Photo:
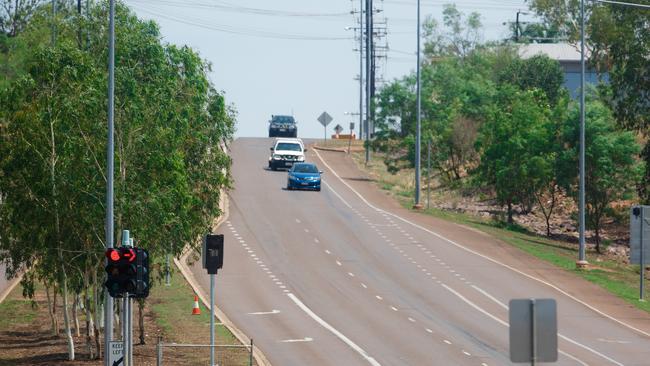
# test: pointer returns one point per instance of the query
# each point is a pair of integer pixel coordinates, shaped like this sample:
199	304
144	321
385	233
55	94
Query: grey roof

---

What to produce: Rewrite the entries above with "grey roof" switched to "white truck" and everything else kept the same. Leave the pictures out of your version.

Solution:
Photo:
# test: pointer returns one point per instance of the query
# each point is a pair of integer pixel coordinates, shaped like this sample:
199	304
144	321
385	233
55	94
Query: white truck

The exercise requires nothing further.